> **What you have to do**:
Convert the stretch of rows below, from the first line through the line containing "x=324, y=736", into a numbered list, omitting any blank lines and excluding every line after that point.

> **Excerpted data**:
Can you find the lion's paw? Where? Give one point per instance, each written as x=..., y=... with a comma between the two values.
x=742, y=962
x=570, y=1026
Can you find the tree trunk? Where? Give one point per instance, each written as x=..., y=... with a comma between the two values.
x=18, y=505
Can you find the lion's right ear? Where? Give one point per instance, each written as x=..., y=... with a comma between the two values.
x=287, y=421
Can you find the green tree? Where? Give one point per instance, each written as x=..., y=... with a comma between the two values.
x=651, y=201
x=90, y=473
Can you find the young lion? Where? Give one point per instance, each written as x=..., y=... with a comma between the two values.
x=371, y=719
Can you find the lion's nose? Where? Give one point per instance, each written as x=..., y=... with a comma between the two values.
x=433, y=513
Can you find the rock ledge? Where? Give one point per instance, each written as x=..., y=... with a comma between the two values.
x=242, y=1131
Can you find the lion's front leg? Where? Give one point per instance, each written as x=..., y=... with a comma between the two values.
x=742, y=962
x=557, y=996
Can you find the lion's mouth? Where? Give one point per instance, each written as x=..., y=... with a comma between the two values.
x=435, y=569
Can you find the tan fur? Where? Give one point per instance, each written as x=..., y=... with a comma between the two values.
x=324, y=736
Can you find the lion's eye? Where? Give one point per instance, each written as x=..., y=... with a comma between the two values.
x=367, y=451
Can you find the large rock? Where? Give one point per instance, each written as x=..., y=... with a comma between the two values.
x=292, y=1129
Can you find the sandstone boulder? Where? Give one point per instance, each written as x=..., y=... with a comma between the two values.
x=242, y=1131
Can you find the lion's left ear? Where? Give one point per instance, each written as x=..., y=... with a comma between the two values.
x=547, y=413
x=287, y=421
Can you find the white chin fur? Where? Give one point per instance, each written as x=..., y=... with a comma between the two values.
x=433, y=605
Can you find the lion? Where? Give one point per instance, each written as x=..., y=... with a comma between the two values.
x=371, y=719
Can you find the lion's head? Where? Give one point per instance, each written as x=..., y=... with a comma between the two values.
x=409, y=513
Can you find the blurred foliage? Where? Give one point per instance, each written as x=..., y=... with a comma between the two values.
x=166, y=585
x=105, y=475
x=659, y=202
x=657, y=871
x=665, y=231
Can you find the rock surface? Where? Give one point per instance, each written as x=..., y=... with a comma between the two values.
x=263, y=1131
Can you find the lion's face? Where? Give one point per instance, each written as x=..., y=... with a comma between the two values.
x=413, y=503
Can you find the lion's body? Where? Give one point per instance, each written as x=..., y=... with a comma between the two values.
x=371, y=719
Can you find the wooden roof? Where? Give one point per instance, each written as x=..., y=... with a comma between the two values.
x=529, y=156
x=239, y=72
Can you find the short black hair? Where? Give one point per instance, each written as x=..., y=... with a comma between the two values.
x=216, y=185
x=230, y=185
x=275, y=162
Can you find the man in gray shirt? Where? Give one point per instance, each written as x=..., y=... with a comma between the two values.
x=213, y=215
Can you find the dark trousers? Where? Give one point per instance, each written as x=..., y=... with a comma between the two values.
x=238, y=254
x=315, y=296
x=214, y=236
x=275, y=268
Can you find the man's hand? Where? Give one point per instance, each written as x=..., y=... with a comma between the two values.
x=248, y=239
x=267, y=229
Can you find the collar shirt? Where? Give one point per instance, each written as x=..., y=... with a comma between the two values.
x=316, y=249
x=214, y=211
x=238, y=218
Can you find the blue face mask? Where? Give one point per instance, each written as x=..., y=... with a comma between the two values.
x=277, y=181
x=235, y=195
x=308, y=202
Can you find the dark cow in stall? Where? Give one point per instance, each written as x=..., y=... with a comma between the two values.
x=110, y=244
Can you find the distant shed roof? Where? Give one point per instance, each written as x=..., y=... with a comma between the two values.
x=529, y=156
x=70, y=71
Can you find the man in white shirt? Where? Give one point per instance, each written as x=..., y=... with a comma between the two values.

> **Reply to the exercise**:
1. Can you find the lion's paw? Where? Give one point per instance, each written as x=..., y=... with a comma between the two values.
2. x=742, y=962
3. x=570, y=1026
4. Can you find the tree trunk? Where? Give one point per instance, each written as x=..., y=... with a comma between the two values.
5. x=18, y=505
6. Can you find the lion's right ear? Where? Give one point per instance, each written as x=..., y=... with a comma between the two values.
7. x=287, y=421
8. Can you find the green tree? Where? Give one point per instance, each written as x=..., y=... with a comma between the two values.
9. x=651, y=201
10. x=90, y=473
11. Can you find the young lion? Where? Give one point per instance, each written as x=..., y=... with a comma between the two values.
12. x=371, y=719
13. Can you find the lion's nose? Where? Give one point per instance, each written as x=..., y=... with a comma between the two values.
14. x=433, y=513
15. Can you find the rock ledge? Where? Give one point per instance, each written as x=..., y=... with a comma between the two values.
16. x=242, y=1131
17. Can you find the lion's front leg? Where? Give one point per instance, each written as x=..., y=... with a comma between the two values.
18. x=742, y=962
19. x=557, y=996
20. Can you find the lion's mouth? Where? Give one point per instance, each written as x=..., y=... with a comma between the two values.
21. x=435, y=569
22. Can you find the tan fur? Where? Give one point per instance, each written as x=..., y=... with a comma between the two values.
23. x=324, y=736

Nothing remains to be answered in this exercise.